▸ **Set problem**
Rescale the listing from the line holding "task | place a point on the girl with dark" through the line holding "x=223, y=166", inclusive. Reproduce only those lines, requests included: multiply each answer point's x and y coordinates by 0.4 and round to whole numbers, halves up, and leave the request lines and their sample coordinates unchanged.

▸ **Provided information**
**********
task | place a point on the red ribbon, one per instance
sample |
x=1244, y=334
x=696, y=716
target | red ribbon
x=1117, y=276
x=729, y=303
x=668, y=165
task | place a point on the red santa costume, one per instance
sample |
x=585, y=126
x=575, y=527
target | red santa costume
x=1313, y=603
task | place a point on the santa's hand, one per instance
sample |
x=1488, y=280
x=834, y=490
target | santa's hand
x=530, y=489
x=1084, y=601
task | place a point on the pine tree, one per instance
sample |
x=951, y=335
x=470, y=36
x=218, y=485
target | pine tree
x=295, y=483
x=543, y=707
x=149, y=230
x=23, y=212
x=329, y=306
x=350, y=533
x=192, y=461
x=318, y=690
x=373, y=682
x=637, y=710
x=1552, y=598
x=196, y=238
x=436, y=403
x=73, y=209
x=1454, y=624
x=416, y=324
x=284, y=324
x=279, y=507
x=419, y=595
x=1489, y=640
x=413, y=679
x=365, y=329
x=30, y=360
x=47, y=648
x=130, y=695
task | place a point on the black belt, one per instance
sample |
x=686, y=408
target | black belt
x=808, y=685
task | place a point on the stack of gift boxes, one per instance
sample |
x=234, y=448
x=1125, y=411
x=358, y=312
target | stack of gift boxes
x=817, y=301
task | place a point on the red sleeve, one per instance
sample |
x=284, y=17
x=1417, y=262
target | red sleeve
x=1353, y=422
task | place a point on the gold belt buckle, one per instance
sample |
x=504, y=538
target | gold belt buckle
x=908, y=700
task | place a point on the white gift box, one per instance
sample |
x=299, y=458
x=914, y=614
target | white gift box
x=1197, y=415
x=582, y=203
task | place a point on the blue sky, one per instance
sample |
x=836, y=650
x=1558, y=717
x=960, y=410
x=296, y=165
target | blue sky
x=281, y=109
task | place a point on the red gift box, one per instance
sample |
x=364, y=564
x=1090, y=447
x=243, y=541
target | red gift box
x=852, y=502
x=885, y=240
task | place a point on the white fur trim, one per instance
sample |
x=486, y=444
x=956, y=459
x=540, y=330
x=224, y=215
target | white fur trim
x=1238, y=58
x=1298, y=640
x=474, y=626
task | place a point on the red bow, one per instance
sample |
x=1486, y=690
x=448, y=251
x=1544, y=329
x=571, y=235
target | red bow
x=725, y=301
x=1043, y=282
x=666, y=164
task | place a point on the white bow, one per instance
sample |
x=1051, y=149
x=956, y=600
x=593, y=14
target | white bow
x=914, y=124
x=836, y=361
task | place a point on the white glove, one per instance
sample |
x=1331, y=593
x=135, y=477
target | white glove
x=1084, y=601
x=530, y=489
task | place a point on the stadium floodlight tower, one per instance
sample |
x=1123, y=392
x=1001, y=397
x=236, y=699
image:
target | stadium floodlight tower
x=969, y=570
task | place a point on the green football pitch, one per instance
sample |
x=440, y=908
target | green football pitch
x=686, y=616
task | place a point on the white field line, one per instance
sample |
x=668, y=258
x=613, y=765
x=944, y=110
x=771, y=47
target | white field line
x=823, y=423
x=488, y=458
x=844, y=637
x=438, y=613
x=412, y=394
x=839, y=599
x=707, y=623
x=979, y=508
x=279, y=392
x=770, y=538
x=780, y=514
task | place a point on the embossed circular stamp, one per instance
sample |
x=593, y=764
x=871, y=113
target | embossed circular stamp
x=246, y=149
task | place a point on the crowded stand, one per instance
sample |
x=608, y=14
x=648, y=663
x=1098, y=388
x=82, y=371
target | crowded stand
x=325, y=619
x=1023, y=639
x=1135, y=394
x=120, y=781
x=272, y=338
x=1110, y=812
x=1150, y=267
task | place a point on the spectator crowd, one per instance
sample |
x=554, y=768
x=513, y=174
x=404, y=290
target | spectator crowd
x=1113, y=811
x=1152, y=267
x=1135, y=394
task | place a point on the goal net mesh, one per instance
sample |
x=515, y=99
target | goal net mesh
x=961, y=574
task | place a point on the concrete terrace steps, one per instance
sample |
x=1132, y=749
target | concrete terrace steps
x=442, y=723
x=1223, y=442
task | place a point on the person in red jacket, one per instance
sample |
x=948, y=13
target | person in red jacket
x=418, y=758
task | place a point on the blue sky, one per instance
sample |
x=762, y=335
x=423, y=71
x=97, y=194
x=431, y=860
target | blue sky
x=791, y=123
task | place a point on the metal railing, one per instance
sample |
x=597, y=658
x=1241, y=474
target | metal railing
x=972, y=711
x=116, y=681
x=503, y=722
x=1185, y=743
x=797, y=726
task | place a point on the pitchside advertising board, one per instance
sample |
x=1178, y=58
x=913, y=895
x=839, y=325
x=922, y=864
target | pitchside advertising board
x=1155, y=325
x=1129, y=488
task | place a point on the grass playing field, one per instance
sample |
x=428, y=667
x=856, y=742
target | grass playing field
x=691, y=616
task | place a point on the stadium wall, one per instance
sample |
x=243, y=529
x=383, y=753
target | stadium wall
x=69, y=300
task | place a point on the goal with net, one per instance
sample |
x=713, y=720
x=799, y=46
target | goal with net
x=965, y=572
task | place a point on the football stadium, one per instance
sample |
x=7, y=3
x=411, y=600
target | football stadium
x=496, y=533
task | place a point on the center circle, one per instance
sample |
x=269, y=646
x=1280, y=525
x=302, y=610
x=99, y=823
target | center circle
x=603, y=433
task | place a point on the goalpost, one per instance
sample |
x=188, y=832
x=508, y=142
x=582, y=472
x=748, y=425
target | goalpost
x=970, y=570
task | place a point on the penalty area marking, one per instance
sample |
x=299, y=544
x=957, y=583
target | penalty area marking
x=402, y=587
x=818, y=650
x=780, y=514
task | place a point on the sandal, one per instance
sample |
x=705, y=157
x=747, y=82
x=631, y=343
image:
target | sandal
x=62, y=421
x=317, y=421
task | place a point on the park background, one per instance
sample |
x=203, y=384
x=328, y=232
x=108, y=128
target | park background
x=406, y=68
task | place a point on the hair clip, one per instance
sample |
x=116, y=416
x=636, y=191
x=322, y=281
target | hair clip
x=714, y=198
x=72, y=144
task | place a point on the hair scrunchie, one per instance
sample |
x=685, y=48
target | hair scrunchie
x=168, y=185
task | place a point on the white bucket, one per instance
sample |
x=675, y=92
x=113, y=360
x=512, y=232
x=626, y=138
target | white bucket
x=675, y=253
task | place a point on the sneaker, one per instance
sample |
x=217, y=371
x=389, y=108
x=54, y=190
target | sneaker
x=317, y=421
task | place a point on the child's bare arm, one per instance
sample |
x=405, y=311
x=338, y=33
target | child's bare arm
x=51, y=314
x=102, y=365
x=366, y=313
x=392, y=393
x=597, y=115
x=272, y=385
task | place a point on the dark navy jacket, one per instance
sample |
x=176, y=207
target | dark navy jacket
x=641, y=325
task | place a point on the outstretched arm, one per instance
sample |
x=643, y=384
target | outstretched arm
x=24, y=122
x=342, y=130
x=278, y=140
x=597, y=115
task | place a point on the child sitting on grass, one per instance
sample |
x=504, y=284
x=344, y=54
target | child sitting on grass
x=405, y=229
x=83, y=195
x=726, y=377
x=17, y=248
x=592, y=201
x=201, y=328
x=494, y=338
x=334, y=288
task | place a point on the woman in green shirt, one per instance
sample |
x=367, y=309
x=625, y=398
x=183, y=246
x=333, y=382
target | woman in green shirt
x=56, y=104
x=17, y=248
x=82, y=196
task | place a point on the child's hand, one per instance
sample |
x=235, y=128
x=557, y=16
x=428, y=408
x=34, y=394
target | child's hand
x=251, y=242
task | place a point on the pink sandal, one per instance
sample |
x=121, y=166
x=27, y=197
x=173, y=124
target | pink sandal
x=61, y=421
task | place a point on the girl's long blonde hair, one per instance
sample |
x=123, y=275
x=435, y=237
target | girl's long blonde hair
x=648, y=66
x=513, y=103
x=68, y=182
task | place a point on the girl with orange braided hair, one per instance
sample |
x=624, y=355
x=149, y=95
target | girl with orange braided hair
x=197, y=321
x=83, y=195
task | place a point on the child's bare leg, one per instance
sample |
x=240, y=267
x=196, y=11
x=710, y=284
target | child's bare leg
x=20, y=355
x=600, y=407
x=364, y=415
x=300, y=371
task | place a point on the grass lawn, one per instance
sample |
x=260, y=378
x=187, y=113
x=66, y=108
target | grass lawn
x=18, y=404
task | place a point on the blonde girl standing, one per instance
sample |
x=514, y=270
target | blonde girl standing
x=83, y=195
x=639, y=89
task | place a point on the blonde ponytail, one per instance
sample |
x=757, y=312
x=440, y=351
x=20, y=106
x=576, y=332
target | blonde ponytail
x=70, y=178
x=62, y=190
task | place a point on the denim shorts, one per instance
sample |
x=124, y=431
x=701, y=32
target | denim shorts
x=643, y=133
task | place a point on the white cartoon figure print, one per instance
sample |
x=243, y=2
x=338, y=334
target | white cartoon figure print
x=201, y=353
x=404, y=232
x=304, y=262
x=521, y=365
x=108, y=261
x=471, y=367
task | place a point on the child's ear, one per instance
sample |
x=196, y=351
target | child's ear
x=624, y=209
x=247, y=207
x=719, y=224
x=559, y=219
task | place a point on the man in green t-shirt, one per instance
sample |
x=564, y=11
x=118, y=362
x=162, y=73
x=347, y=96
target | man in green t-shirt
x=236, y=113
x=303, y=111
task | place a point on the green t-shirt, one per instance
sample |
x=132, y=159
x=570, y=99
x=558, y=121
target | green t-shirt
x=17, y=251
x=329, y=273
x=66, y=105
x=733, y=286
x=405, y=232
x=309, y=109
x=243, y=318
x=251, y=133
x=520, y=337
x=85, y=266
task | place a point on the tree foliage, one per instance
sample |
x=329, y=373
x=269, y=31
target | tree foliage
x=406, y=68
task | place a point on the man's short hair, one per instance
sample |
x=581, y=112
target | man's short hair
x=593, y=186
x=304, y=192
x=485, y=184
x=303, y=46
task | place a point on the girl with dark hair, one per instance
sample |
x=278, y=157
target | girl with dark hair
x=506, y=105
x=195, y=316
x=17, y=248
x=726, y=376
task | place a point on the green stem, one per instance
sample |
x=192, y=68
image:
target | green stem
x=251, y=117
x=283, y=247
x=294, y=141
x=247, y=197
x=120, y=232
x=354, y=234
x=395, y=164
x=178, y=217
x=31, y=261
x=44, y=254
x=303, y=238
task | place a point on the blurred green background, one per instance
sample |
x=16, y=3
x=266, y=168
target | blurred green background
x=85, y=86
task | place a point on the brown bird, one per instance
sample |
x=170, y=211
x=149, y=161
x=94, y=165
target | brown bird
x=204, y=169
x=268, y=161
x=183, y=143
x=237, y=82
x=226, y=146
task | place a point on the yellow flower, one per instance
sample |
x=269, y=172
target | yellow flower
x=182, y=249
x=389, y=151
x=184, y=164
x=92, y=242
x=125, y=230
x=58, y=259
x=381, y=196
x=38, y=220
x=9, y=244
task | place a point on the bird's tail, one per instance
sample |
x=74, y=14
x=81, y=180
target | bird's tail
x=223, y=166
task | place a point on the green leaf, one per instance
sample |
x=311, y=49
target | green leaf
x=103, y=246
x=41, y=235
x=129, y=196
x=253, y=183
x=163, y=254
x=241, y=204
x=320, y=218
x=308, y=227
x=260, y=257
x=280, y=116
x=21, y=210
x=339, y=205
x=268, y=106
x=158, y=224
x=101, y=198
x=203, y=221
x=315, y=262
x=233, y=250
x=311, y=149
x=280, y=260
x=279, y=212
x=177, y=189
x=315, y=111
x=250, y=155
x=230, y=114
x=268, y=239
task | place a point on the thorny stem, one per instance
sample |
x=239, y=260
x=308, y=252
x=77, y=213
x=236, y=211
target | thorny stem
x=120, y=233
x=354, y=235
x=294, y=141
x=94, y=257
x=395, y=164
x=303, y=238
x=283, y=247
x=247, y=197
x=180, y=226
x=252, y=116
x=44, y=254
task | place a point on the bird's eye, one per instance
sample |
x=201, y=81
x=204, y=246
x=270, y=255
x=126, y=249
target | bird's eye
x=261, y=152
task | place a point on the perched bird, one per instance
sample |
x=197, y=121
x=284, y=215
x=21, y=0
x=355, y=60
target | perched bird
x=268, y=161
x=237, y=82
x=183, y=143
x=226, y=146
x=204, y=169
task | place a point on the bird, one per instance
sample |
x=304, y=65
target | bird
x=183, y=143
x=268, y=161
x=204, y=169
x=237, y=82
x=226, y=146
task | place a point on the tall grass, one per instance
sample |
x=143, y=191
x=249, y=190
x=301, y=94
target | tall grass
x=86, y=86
**********
▸ **In response**
task | place a point on the girl with dark hair, one per instance
sample |
x=278, y=157
target | girl with dark hair
x=202, y=42
x=78, y=126
x=7, y=99
x=290, y=150
task | place a point on the green stem, one per instance
sample |
x=192, y=68
image:
target | green stem
x=100, y=47
x=113, y=99
x=118, y=56
x=99, y=79
x=48, y=93
x=142, y=94
x=158, y=66
x=71, y=87
x=12, y=104
x=18, y=102
x=121, y=95
task | place a point on the blurred green background, one per instance
sample |
x=16, y=3
x=266, y=168
target | blurred green background
x=34, y=34
task | place a point on the brown bird, one per instance
sample |
x=170, y=211
x=149, y=161
x=94, y=165
target | brown bird
x=82, y=68
x=107, y=64
x=73, y=57
x=95, y=33
x=90, y=58
task | place a point on the yellow flower, one per instance
sample |
x=269, y=172
target | yellow flower
x=73, y=100
x=156, y=60
x=74, y=66
x=37, y=97
x=50, y=92
x=23, y=104
x=152, y=78
x=15, y=88
x=4, y=98
task | place a point on the bird's tail, one per instance
sample |
x=74, y=14
x=81, y=180
target | bird's tail
x=89, y=66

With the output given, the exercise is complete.